===== 本文

このプロファイルは、デフォルトパスC:\\msys64にインストールされている場合、安全でないプロファイルとして自動的に検出されます。
Windows PowerShell
PowerShell 6以降がインストールされている場合、Windows PowerShellはデフォルトではプロファイルリストに含まれません。Windows PowerShellをプロファイルとして追加するには、新しいターミナルドロップダウンでSelect Default Profileオプションを選択し、Windows PowerShell項目を選択します。これにより、プロファイルが構成され、デフォルトとして設定されます。
WSL
ローカルマシンでVS Codeを実行している場合、Windows Subsystem for Linuxシェルは自動的に検出されるはずです。設定によっては、多くのディストリビューションがインストールされている場合、これが邪魔になることがあります。WSLプロファイルをより細かく制御するには、自動検出をterminal.integrated.useWslProfiles設定で無効にすることができます。以下は、WSLシェルを手動で構成する方法の例です。

==========

- **解くべき設問**:
1. 本文で「〜場合」という形で述べられている条件を、すべて抜き出してください。
2. VS Codeのターミナルプロファイルについての本文を、最後の文の後から書き継いでください。
データは本文とは関係のない別の資料です。

===== 与えられたデータ

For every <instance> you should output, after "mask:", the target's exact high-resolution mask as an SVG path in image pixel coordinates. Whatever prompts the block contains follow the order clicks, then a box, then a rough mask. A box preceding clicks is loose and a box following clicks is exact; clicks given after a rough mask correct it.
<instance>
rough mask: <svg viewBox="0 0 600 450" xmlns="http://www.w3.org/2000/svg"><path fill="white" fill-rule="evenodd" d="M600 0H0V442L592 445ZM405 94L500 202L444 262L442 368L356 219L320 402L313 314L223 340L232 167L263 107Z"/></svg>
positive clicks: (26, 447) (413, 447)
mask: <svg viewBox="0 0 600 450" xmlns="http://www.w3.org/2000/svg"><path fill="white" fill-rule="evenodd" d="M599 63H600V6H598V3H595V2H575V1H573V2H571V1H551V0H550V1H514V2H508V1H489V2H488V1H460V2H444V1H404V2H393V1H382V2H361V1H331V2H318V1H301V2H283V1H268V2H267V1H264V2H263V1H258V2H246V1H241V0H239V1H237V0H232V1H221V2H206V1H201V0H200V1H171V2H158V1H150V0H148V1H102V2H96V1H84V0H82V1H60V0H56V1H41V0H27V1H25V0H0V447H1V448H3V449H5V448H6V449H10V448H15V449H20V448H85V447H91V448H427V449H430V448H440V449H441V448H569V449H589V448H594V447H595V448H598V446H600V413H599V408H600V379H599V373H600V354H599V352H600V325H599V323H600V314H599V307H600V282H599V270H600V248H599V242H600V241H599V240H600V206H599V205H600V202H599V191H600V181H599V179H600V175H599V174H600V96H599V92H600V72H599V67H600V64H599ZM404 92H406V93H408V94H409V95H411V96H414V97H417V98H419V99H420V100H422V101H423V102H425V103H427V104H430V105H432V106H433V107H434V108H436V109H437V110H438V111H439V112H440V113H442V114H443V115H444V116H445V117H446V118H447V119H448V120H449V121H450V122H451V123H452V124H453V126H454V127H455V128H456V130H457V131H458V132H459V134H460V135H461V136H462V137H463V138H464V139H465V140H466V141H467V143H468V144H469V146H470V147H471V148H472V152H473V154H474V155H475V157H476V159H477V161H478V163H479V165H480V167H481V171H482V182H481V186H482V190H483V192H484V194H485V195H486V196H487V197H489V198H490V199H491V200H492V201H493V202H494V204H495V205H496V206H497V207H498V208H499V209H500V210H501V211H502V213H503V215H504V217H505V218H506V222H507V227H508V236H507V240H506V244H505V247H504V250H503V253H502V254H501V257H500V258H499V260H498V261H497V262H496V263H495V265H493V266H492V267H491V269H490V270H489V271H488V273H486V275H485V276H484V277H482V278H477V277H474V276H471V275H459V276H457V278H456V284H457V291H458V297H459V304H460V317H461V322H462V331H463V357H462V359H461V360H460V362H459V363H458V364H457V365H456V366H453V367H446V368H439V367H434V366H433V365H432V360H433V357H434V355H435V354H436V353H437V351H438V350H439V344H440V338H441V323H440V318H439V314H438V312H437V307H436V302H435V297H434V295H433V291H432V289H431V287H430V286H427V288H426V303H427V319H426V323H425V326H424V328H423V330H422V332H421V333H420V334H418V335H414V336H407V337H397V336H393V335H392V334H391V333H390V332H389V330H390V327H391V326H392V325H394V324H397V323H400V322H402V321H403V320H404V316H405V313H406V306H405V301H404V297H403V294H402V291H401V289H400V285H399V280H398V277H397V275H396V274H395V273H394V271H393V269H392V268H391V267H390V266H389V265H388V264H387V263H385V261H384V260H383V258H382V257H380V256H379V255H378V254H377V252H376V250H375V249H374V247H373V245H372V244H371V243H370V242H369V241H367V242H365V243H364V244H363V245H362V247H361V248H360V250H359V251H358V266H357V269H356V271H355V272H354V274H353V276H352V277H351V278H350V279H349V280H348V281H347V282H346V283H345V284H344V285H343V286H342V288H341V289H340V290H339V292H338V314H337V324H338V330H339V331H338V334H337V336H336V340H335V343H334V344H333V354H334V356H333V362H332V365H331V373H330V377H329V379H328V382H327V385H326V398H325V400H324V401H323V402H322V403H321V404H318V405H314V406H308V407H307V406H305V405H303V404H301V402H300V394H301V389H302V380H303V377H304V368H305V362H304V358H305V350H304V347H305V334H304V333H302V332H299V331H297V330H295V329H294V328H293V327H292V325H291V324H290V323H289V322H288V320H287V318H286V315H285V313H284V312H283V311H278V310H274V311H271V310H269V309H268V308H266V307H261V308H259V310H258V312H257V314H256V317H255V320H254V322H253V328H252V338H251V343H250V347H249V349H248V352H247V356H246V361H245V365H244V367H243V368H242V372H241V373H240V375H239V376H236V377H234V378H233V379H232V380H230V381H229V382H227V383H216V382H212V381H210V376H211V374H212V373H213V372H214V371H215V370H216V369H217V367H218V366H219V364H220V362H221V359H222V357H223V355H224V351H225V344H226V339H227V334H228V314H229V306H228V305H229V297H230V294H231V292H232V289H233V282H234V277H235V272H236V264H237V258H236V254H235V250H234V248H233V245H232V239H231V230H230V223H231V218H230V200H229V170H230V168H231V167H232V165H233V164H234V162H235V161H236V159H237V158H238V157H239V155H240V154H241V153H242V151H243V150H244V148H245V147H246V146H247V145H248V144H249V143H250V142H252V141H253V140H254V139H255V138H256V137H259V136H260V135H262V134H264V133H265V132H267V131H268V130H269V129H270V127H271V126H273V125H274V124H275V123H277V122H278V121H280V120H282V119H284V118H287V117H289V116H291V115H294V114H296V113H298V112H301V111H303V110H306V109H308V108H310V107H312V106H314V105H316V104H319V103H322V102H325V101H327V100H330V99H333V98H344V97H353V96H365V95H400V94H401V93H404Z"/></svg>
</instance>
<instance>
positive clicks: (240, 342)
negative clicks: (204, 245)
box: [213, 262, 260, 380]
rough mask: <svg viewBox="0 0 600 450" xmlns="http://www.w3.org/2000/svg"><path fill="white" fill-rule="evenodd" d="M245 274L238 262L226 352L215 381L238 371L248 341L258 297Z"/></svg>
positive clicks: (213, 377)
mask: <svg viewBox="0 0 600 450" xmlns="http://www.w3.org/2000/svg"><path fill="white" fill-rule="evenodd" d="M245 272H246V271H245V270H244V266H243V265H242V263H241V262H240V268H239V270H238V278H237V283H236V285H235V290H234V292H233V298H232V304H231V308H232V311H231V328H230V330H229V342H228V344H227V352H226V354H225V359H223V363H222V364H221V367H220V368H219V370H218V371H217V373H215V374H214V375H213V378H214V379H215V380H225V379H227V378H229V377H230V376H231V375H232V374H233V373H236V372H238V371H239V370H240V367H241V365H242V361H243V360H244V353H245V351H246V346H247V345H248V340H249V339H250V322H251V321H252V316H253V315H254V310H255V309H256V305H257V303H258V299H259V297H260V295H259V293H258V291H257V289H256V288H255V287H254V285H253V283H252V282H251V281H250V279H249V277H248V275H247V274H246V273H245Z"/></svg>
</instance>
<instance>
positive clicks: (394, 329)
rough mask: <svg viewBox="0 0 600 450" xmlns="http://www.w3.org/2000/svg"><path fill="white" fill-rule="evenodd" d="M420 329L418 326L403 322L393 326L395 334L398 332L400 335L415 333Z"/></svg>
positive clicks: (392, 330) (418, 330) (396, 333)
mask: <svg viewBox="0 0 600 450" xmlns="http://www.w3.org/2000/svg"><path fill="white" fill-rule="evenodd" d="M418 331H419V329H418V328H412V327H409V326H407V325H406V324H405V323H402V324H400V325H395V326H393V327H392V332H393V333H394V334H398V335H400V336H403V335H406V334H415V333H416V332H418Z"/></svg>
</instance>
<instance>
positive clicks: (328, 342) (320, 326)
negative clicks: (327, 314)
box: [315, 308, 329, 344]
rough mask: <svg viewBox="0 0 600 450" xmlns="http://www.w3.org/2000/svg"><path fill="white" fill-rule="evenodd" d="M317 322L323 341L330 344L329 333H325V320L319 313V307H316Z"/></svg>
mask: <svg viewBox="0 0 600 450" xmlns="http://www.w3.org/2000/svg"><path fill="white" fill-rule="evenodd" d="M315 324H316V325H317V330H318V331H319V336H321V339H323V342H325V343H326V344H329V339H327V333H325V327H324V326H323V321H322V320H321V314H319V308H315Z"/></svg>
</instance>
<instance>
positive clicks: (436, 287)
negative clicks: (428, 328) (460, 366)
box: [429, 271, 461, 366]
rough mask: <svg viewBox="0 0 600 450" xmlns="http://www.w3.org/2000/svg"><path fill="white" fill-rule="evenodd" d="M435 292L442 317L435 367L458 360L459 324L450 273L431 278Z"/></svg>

==========

- **課題別の解答**:
1.
デフォルトパスC:\\msys64にインストールされている場合
PowerShell 6以降がインストールされている場合
ローカルマシンでVS Codeを実行している場合
多くのディストリビューションがインストールされている場合

2.
{
"terminal.integrated.profiles.windows": {
"Debian (WSL)": {
"path": "C:\\WINDOWS\\System32\\wsl.exe",
"args": [
"-d",
"Debian"
]
}
}
}
よくある質問
ターミナルの$PATH環境変数に重複したパスがあるのはなぜですか?また、macOSではなぜ逆になっているのですか?
これは、VS Codeの環境を使用してターミナルが起動する方法が原因でmacOSで発生する可能性があります。VS Codeが初めて起動するときに、「開発環境」をソースするために、構成されたシェルをログインシェルとして起動し、~/.profile/~/.bash_profile/~/.zprofileスクリプトを実行します。ターミナルが起動すると、これもログインシェルとして実行され、標準パスが先頭に置かれ(例:/usr/local/bin:/usr/bin:/bin:/usr/sbin:/sbin)、シェル環境が再初期化されます。
より理解を深めるために、オペレーティングシステムの組み込みターミナル内で内部ログインシェルを起動することで、何が起こっているかをシミュレートできます。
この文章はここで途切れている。